[Image point annotation entries]
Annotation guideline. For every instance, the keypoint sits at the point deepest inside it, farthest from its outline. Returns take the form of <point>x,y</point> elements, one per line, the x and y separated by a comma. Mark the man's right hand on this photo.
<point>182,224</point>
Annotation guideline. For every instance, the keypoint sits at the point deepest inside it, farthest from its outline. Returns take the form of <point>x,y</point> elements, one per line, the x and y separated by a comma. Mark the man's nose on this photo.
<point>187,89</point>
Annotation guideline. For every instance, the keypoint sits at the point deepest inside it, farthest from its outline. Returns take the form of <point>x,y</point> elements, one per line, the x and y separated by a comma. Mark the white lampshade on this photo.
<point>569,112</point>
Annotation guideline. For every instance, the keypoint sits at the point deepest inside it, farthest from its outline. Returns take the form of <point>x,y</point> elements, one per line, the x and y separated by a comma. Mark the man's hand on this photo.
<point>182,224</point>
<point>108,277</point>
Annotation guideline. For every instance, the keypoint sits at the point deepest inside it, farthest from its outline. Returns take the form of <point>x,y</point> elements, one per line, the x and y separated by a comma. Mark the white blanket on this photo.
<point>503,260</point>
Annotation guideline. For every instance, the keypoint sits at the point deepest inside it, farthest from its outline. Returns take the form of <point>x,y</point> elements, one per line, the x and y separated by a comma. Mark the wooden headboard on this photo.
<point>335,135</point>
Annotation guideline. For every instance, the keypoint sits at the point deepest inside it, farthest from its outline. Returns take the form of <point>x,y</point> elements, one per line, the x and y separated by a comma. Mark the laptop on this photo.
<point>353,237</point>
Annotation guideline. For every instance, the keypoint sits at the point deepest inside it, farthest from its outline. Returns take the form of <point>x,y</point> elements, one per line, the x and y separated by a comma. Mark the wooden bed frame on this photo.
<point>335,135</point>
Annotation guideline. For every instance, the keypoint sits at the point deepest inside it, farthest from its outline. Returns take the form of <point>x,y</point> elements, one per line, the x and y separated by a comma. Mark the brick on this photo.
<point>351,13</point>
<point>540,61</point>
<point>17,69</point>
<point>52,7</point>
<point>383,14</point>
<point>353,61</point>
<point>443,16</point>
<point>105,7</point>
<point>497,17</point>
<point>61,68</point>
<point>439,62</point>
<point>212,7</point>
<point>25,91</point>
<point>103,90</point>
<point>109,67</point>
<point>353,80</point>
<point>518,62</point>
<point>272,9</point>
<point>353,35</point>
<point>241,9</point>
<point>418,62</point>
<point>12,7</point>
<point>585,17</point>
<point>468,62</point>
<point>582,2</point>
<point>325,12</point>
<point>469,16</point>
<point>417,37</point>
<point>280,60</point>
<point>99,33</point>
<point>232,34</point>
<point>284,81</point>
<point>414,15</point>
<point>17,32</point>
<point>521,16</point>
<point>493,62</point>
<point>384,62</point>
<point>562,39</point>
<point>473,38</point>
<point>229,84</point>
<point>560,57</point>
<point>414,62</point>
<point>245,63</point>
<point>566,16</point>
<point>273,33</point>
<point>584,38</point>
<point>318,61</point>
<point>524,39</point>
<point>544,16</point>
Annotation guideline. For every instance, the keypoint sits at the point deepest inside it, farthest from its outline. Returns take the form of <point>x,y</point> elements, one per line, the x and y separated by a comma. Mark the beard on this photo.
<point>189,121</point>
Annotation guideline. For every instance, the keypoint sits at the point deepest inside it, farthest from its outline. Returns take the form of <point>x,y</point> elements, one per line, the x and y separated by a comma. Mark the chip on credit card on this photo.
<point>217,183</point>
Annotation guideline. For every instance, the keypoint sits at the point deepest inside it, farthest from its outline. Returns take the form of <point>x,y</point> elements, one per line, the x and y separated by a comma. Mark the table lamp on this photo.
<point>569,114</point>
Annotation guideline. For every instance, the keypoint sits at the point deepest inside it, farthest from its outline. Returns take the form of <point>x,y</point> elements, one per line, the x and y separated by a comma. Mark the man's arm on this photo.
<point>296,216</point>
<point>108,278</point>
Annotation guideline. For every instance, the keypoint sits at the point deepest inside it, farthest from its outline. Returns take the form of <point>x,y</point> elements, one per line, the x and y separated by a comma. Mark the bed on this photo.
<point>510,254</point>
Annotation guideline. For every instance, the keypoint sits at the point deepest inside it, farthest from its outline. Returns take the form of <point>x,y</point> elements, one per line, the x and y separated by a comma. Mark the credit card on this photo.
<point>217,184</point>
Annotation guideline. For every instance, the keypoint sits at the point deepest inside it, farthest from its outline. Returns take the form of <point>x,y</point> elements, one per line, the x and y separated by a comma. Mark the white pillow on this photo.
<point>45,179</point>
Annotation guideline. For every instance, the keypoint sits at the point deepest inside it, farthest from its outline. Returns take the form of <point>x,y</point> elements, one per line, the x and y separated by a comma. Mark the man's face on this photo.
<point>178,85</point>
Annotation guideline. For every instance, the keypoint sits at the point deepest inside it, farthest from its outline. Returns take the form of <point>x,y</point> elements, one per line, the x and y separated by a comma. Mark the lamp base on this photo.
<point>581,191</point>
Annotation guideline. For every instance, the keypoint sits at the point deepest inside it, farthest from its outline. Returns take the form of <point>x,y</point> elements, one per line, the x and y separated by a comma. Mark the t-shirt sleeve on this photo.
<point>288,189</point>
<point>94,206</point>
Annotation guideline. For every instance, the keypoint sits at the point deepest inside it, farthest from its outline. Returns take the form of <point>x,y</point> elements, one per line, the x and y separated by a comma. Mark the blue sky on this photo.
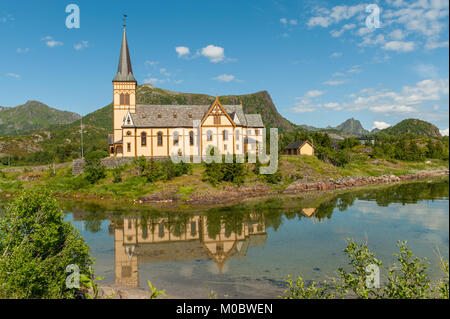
<point>318,59</point>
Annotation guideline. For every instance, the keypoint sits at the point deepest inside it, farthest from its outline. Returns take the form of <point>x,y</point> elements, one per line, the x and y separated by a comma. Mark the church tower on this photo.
<point>124,89</point>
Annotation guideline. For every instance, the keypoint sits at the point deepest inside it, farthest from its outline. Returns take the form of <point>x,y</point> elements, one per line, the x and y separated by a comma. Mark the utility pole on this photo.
<point>82,150</point>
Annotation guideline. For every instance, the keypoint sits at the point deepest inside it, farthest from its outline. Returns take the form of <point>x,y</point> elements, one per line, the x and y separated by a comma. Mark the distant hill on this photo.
<point>259,102</point>
<point>352,126</point>
<point>32,116</point>
<point>98,124</point>
<point>413,126</point>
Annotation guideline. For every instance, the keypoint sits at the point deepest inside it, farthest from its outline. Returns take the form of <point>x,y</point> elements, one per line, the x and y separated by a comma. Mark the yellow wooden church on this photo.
<point>163,130</point>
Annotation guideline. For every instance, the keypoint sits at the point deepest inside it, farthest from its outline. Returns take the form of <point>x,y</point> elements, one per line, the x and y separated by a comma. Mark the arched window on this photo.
<point>193,229</point>
<point>159,138</point>
<point>191,138</point>
<point>124,99</point>
<point>144,139</point>
<point>225,135</point>
<point>175,138</point>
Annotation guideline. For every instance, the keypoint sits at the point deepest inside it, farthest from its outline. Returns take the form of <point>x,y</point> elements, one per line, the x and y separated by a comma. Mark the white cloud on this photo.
<point>163,71</point>
<point>156,80</point>
<point>355,69</point>
<point>80,46</point>
<point>380,125</point>
<point>313,94</point>
<point>399,46</point>
<point>225,78</point>
<point>7,18</point>
<point>337,14</point>
<point>336,54</point>
<point>13,75</point>
<point>182,51</point>
<point>335,82</point>
<point>151,63</point>
<point>331,105</point>
<point>415,22</point>
<point>338,33</point>
<point>397,34</point>
<point>25,50</point>
<point>408,100</point>
<point>50,42</point>
<point>302,109</point>
<point>426,70</point>
<point>213,53</point>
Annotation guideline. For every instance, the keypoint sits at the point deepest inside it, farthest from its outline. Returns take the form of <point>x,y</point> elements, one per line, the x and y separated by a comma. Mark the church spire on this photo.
<point>124,70</point>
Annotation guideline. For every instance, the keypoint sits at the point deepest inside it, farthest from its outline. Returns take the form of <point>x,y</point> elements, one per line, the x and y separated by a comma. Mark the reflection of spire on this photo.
<point>129,250</point>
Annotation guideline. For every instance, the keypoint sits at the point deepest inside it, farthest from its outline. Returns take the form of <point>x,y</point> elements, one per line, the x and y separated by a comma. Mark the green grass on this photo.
<point>292,168</point>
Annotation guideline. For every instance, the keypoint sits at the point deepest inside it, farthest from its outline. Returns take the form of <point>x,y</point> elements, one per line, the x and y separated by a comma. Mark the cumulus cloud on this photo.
<point>335,82</point>
<point>399,46</point>
<point>213,53</point>
<point>80,46</point>
<point>50,42</point>
<point>406,25</point>
<point>13,75</point>
<point>380,125</point>
<point>25,50</point>
<point>151,63</point>
<point>182,51</point>
<point>408,100</point>
<point>225,78</point>
<point>313,93</point>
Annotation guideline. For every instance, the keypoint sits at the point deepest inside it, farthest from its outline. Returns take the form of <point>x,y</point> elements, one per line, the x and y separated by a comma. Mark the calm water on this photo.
<point>248,250</point>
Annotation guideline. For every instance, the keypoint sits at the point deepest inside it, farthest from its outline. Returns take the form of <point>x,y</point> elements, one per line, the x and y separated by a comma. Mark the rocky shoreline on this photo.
<point>234,194</point>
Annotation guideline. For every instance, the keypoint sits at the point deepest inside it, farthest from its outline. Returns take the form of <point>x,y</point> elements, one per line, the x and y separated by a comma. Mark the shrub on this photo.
<point>224,172</point>
<point>411,280</point>
<point>94,169</point>
<point>153,171</point>
<point>36,246</point>
<point>117,174</point>
<point>141,164</point>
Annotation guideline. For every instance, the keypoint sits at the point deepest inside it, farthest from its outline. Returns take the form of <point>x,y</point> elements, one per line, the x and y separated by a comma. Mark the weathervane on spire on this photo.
<point>124,19</point>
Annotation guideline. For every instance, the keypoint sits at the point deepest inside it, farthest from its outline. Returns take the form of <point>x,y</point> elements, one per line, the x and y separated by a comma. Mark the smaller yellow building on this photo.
<point>299,148</point>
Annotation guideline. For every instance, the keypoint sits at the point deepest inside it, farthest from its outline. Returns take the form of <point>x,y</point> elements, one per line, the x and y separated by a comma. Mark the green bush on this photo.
<point>408,280</point>
<point>224,172</point>
<point>94,170</point>
<point>36,246</point>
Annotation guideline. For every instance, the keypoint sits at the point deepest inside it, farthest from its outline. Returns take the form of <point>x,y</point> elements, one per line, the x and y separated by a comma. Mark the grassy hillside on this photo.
<point>32,116</point>
<point>413,126</point>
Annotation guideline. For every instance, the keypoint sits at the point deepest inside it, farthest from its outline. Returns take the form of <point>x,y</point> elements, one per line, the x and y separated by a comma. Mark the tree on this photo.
<point>94,169</point>
<point>36,246</point>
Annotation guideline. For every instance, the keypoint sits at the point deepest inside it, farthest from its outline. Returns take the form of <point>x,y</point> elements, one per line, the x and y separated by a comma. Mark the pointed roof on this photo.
<point>124,70</point>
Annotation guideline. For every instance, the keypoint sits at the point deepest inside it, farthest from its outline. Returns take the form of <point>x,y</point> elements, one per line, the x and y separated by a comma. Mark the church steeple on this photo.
<point>124,70</point>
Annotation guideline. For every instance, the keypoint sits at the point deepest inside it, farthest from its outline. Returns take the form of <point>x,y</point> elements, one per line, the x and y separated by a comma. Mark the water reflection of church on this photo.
<point>139,241</point>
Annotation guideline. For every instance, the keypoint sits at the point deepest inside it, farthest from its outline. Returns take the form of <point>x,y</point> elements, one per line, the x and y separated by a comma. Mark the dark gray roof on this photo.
<point>295,145</point>
<point>254,120</point>
<point>147,115</point>
<point>124,70</point>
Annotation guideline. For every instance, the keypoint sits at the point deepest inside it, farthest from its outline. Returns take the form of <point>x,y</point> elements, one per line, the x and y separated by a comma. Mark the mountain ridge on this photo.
<point>32,116</point>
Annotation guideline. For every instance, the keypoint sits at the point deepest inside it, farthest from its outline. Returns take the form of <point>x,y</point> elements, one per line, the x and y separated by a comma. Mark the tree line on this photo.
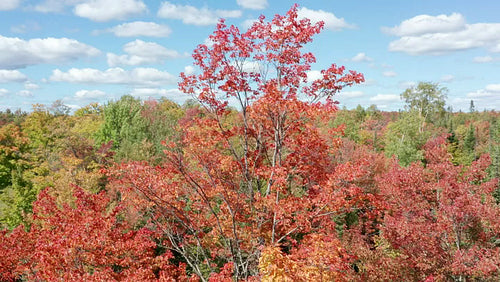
<point>260,177</point>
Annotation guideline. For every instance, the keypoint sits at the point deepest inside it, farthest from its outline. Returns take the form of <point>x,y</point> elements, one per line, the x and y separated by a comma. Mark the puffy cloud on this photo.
<point>361,57</point>
<point>427,35</point>
<point>192,15</point>
<point>7,76</point>
<point>140,52</point>
<point>105,10</point>
<point>252,4</point>
<point>313,75</point>
<point>330,20</point>
<point>89,94</point>
<point>493,87</point>
<point>189,70</point>
<point>138,28</point>
<point>406,84</point>
<point>248,23</point>
<point>485,59</point>
<point>424,24</point>
<point>23,28</point>
<point>137,76</point>
<point>369,82</point>
<point>350,94</point>
<point>25,93</point>
<point>385,98</point>
<point>6,5</point>
<point>389,73</point>
<point>55,6</point>
<point>18,53</point>
<point>31,86</point>
<point>447,78</point>
<point>3,92</point>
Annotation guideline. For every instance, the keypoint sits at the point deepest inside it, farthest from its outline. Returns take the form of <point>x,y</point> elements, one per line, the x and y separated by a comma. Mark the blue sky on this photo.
<point>83,51</point>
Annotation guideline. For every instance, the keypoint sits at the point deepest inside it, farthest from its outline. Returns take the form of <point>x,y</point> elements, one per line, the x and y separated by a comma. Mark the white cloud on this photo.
<point>189,70</point>
<point>138,28</point>
<point>248,23</point>
<point>106,10</point>
<point>424,24</point>
<point>428,37</point>
<point>385,98</point>
<point>406,84</point>
<point>252,4</point>
<point>485,59</point>
<point>493,87</point>
<point>137,76</point>
<point>361,57</point>
<point>6,5</point>
<point>447,78</point>
<point>55,6</point>
<point>18,53</point>
<point>369,82</point>
<point>313,75</point>
<point>23,28</point>
<point>31,86</point>
<point>140,52</point>
<point>89,94</point>
<point>330,20</point>
<point>3,92</point>
<point>192,15</point>
<point>389,73</point>
<point>350,94</point>
<point>25,93</point>
<point>7,76</point>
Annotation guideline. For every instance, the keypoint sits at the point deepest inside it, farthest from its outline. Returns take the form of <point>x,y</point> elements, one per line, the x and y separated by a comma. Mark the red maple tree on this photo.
<point>239,181</point>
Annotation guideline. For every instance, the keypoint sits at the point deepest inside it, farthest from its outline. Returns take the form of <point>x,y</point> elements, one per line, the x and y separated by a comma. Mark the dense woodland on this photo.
<point>259,177</point>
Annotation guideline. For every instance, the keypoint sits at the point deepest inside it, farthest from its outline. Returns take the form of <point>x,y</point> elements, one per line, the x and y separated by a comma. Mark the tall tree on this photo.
<point>442,219</point>
<point>235,183</point>
<point>426,98</point>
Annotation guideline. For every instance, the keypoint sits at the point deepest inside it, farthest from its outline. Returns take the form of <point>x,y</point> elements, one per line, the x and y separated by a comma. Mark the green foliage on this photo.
<point>426,98</point>
<point>404,138</point>
<point>137,128</point>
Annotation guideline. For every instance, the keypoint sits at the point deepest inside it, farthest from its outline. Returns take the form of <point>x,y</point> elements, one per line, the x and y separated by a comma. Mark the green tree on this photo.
<point>404,138</point>
<point>125,127</point>
<point>427,99</point>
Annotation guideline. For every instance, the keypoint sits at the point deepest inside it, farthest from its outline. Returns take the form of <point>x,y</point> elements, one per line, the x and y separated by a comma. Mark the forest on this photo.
<point>259,177</point>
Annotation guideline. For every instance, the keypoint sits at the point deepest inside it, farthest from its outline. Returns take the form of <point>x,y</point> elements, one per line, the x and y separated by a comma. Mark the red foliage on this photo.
<point>82,242</point>
<point>442,218</point>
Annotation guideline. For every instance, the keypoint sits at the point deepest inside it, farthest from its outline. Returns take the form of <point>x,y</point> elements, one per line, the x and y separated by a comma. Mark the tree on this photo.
<point>442,219</point>
<point>235,183</point>
<point>85,240</point>
<point>426,98</point>
<point>404,138</point>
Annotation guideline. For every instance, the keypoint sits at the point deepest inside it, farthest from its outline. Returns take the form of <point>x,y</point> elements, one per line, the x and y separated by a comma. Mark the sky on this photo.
<point>84,51</point>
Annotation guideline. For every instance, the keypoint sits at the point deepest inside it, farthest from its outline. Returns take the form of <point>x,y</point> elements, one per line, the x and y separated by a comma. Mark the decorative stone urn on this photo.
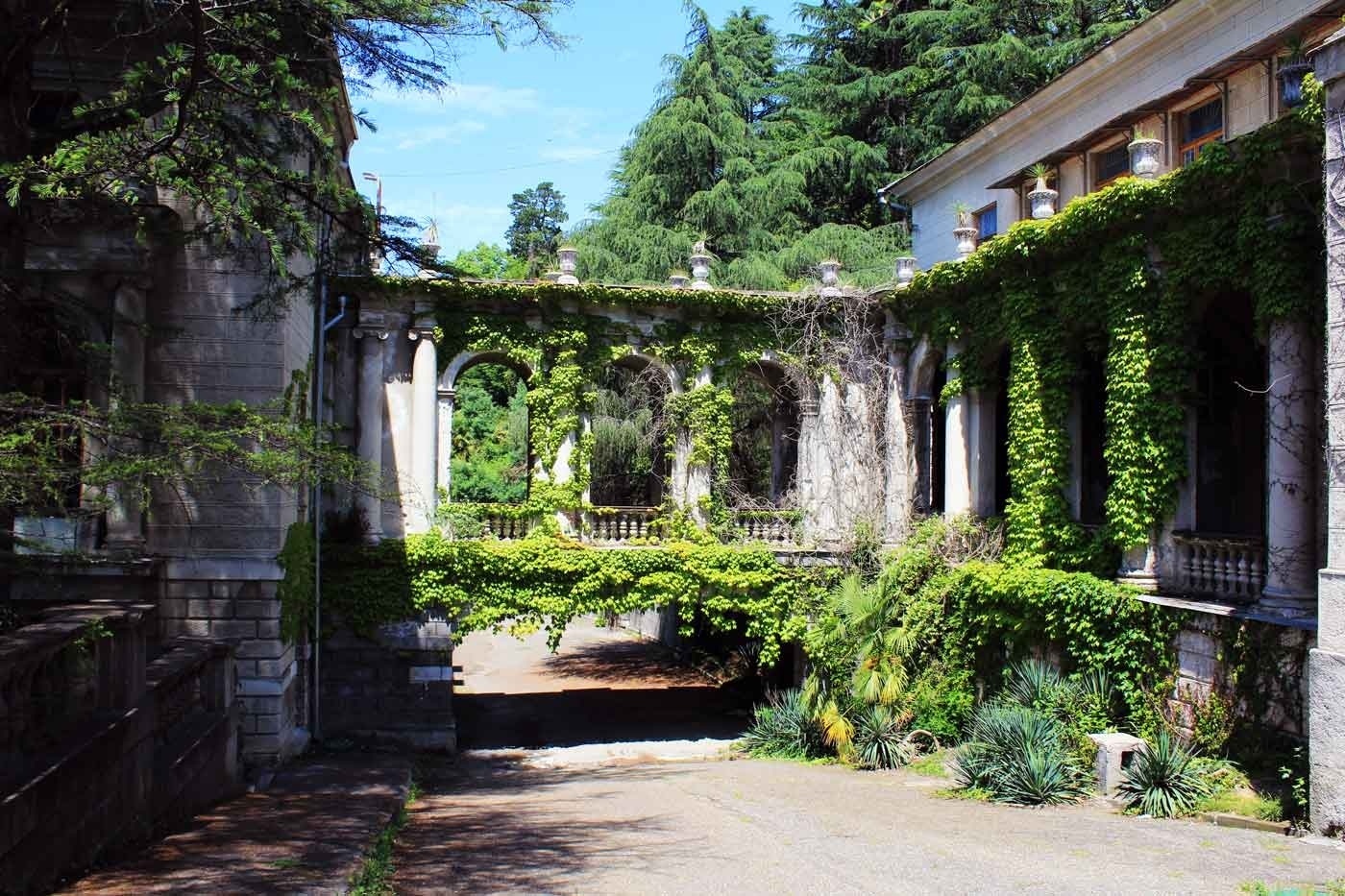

What is expected:
Write out the material again, requests included, beginning at the line that has "woodland on this photo." and stopping after the line that has "<point>427,99</point>". Add 104 to every x and y coordinate in the answers.

Finished task:
Annotation guideline. For every instance, the keypoint sits at the point deepest inside it, farthest from its outline. Returns take the form of <point>x,y</point> elements, one per line, the x and y separated by a comma. Mark the dense woodland on this photo.
<point>363,281</point>
Annotation guideline. For every instance, the keypoint sits at the point deepest inside it, farthest from its outline. Returns take the form of <point>x,y</point> elements, one per line, the x and y separated by a comma. Mark the tall tree on this photo.
<point>546,323</point>
<point>339,287</point>
<point>530,202</point>
Annotation guideline. For every instance, the keypoint sits at the point deepest inside it, farthest from its outline. Returns take the form of <point>x,y</point> elements, one per line, the x and y separated by a comma. Mark the green foliage on this photo.
<point>530,202</point>
<point>508,242</point>
<point>241,232</point>
Annotation guideline. For every instance, the keypoint sits at the point deepest inside it, farthest from its outline. Returns take the form of <point>x,y</point> elements, one per line, the x and y separated by a comma. Mark the green tree on this photo.
<point>508,242</point>
<point>229,231</point>
<point>531,203</point>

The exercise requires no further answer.